— start Information provided —

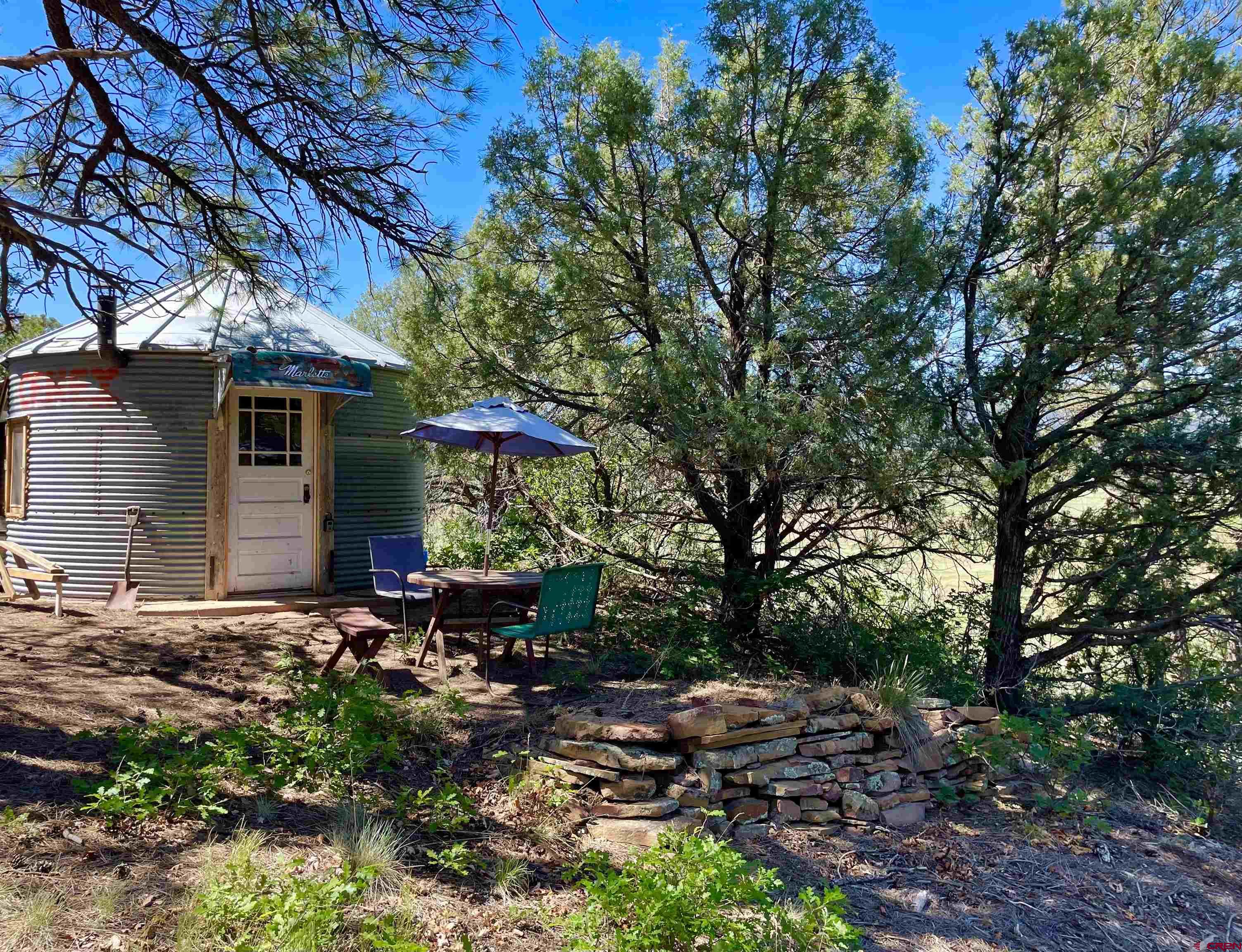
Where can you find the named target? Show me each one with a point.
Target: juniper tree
(716, 273)
(1096, 400)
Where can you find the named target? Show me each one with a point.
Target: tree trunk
(741, 603)
(1005, 669)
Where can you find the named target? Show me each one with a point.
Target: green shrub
(369, 842)
(335, 730)
(161, 766)
(245, 907)
(441, 809)
(457, 858)
(692, 894)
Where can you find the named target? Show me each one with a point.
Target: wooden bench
(30, 569)
(362, 634)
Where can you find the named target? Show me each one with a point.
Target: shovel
(125, 595)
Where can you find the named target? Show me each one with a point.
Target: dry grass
(30, 920)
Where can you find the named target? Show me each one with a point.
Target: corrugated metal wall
(102, 439)
(379, 479)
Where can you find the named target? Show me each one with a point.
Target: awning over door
(302, 372)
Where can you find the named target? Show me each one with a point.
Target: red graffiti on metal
(48, 388)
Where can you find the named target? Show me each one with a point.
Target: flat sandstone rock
(587, 728)
(625, 759)
(697, 721)
(631, 787)
(638, 833)
(639, 809)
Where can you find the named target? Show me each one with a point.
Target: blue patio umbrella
(497, 426)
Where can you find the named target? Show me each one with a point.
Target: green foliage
(897, 689)
(162, 766)
(598, 295)
(14, 822)
(696, 894)
(519, 541)
(333, 730)
(456, 858)
(511, 878)
(1094, 397)
(441, 809)
(244, 905)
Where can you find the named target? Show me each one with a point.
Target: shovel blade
(124, 597)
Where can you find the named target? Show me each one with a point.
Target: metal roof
(218, 314)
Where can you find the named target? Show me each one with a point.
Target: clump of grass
(265, 809)
(369, 842)
(30, 921)
(109, 899)
(896, 690)
(14, 823)
(511, 878)
(431, 719)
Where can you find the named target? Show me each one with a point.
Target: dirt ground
(995, 877)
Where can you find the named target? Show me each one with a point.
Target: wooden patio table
(447, 582)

— end Information provided —

Directions: Reproduce every line of the material above verbatim, leaving out the pictures.

Output of the exercise:
Where can you find the named target? Show me each one with a point.
Target: juniper tree
(716, 273)
(1096, 400)
Where can you find the named target? Show me each one with a point.
Target: tree trunk
(741, 603)
(1005, 669)
Where can you find the named target? Show me each one with a point.
Target: green shrub
(369, 842)
(335, 730)
(161, 766)
(245, 907)
(441, 809)
(457, 858)
(692, 894)
Where can you find the named target? Show me each one with a point.
Target: wooden bench
(30, 569)
(362, 634)
Where can you find the named target? Show me each one with a point.
Target: shovel
(125, 595)
Where can you find the named target? Show me each one with a point.
Target: dry grass
(30, 920)
Where can you find the named target? Show me each one with a point.
Target: corrugated metal wall
(102, 439)
(379, 479)
Where can you find the named target? Show me each one with a point.
Target: awning over door
(302, 372)
Where can you find the named target? Show me each one with a point.
Target: red graffiti on metal
(48, 388)
Where can you find the named target? Show me each one with a point.
Target: flat sandstone rock
(587, 728)
(625, 759)
(697, 721)
(631, 787)
(638, 833)
(639, 809)
Where can you find the named target? Show me each one with a point.
Target: blue patio umbrella
(497, 426)
Where can you find the named target? Show me each one with a point.
Target: green foliage
(897, 689)
(162, 766)
(598, 295)
(14, 822)
(696, 894)
(519, 541)
(333, 730)
(456, 858)
(511, 878)
(1094, 397)
(441, 809)
(244, 905)
Where can you find the named target? Show me each one with a point.
Target: shovel blade
(124, 597)
Where can you find the named target? Show me each one with a point.
Target: metal roof
(218, 314)
Where can you find the named target? Show me each one with a point.
Target: clump of grass
(265, 809)
(369, 842)
(30, 921)
(109, 899)
(896, 690)
(14, 823)
(511, 878)
(431, 719)
Where can you find the named target? Show me each one with a point.
Target: dirt ground
(995, 877)
Where can you find the named target? Show me each one with a point.
Target: wooden patio table
(447, 582)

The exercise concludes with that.